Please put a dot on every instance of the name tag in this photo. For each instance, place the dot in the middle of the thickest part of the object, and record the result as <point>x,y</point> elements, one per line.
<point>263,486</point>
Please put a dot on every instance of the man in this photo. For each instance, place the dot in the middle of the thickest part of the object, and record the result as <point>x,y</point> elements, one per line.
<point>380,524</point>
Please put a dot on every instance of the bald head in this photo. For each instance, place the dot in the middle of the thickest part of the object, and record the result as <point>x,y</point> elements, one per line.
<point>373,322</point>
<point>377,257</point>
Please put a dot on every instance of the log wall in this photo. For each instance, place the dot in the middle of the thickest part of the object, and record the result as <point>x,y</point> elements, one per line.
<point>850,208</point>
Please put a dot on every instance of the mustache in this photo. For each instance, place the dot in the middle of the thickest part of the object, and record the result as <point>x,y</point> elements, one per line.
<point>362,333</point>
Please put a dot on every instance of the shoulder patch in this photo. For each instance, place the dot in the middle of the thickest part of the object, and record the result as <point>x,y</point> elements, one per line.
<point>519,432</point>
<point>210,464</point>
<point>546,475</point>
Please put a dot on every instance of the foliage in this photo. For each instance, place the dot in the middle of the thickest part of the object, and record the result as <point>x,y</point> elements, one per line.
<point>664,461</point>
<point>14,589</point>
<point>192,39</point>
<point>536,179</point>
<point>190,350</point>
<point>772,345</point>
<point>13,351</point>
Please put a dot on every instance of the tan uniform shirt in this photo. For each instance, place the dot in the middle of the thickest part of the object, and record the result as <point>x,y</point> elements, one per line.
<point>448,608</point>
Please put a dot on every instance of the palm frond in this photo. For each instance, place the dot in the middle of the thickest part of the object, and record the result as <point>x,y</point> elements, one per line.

____

**PROBLEM TO WORK ON:** Output the material above, all of it, exactly.

**SOLUTION FOR THIS PROBLEM:**
Please put a dot on every instance of the name tag in this photo. For each instance, place the dot in the middle of the thickest part of the object, and record the result as <point>x,y</point> elements, one per line.
<point>263,486</point>
Please put a dot on every instance of the man in this photo. For each instance, place the dot in the middle of the thickest part of the object, and record the result as <point>x,y</point> elements, one per line.
<point>380,524</point>
Please put a dot on every instance of the bald head in this photo. For each instance, place the dot in the middle of the thickest part of the object, and record the result as <point>x,y</point> elements, one per line.
<point>373,322</point>
<point>377,257</point>
Please put a dot on every instance of the log wall in this photo. For each instance, place the dot in the middle of the thickest part of the object, and record the result as <point>x,y</point> elements, one per line.
<point>850,208</point>
Please put a dot on every instance of the mustache in this photo. For each instance, place the dot in the middle of the thickest part of the object, and record the result as <point>x,y</point> elements, one per line.
<point>362,333</point>
Please put a dot on every instance of the shoulder patch in this photo. For each instance, place the dot in the middle of the thickest part of the object, and record the result as <point>x,y</point> elements, one per line.
<point>519,432</point>
<point>210,464</point>
<point>546,475</point>
Please put a dot on every instance of the foliage in this photo. For each instance, place the dot in the middle of the thickest part of the object, and record the result as <point>x,y</point> elements, one per line.
<point>664,461</point>
<point>14,589</point>
<point>192,39</point>
<point>536,179</point>
<point>190,350</point>
<point>772,345</point>
<point>13,351</point>
Please put a dot on every instance of the tan uniform shirt in this photo. For each instance, place the dot in the middle of the thickest part of the object, and record the result as <point>x,y</point> elements, one per line.
<point>448,608</point>
Please put a dot on every instance of the palm frond in this photo. For each instance, place the dot in the middle of the thickest part of the object, and record the result as <point>x,y</point> elements, one per line.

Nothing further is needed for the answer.